This week, we covered Polymers and Plastics.
Here are our answers to AE 7
Question 1
When Styrofoam packing peanuts are immersed in acetone (the primary component in some nail-polish removers), they dissolve. If the acetone is allowed to evaporate, a solid remains. The solid still consist of Styrofoam, but now it is solid and much denser. Explain. Hint: Remember that Styrofoam is made with foaming agents.
Acetone dissolves the polymer, allowing the gas of the foaming agent to escape.The volume of the polymer decreases and the polymer is more dense because the gas has been removed.
Question 2
Consider Spectra, Allied-Signal Corporation’s HDPE fiver, used as liners for surgical gloves. Although the Spectra liner has a very high resistance to being cut, the polymer allows a surgeon to maintain a delicate sense of touch, The interesting thing is that Spectra is linear HDPE, which is usually associated with being rigid and not very flexible.

•••

Explore the material:
**A.** Decide whether each statement agrees with the polymers passage. For each one, answer yes or no and quote the exact words from the passage that decide it.
(i) Styrofoam packing peanuts dissolve when immersed in acetone.
(ii) The Spectra liner has a low resistance to being cut.
(iii) After the acetone evaporates, the solid left behind is less dense than the original Styrofoam.
**B.** According to the polymers passage, what is the primary component in some nail-polish removers?
**C.** Continue the polymers passage from where it stops.
None of the data that come next are needed.

•••

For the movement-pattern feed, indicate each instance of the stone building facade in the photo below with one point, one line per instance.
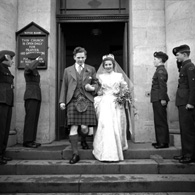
(152, 25)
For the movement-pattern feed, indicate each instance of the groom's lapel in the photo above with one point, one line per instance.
(86, 72)
(73, 72)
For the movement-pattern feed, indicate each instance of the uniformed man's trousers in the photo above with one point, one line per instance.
(5, 122)
(32, 109)
(160, 123)
(187, 130)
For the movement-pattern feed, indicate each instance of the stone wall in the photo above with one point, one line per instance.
(147, 36)
(180, 29)
(8, 25)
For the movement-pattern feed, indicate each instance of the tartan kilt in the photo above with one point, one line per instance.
(87, 118)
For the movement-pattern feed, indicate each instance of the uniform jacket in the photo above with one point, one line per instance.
(159, 85)
(186, 84)
(6, 84)
(32, 78)
(69, 83)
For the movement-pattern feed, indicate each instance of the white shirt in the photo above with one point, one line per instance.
(77, 66)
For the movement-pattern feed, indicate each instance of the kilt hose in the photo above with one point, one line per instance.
(87, 118)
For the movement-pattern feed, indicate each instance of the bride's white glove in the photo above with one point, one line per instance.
(62, 106)
(89, 87)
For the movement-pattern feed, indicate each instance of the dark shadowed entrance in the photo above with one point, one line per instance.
(98, 39)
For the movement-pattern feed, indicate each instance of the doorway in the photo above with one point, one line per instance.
(98, 38)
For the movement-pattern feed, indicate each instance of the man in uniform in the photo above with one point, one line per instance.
(185, 101)
(159, 99)
(32, 98)
(6, 101)
(77, 91)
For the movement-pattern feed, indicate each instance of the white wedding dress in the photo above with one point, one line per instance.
(110, 137)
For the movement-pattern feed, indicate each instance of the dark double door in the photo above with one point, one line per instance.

•••

Outputs by task:
**A.**
(i) Yes: "When Styrofoam packing peanuts are immersed in acetone (the primary component in some nail-polish removers), they dissolve."
(ii) No: "the Spectra liner has a very high resistance to being cut"
(iii) No: "now it is solid and much denser"

**B.** Acetone.

**C.**
- suggest a reason why branched LDPE cannot be used in this application
- Offer a molecular level reason for why linear HDPE is successful in this application.
LDPE cannot be used because it is weaker than HDPE. This is because LDPE has more branches in the chemical structure, leading to there being multiple points of weakness.
HDPE has molecules that are packed closely in a linear fashion, giving it strength. The thin sheets allow room for flexibility.
Question 3
When you try to stretch a piece of plastic, the length of the piece of plastic being pulled increases dramatically and the thickness decreases. Does the same thing happen when you pull on a piece of paper? Why or why not? Explain on a molecular level
No, it does not.
For plastic bags, the polymer chains interact with each other using Van der Waal’s force, which is weaker. The molecules become aligned parallel to each other and in the direction of the pull.
Cellulose is composed of covalent bonds between glucose branches, causing it to be very strong.
Question 4
A Teflon ear bone, fallopian tube or heart valve? A Gore-Tex implant for the face or to repair a hernia? Some polymers are biocompatible and now used to replace or repair body parts.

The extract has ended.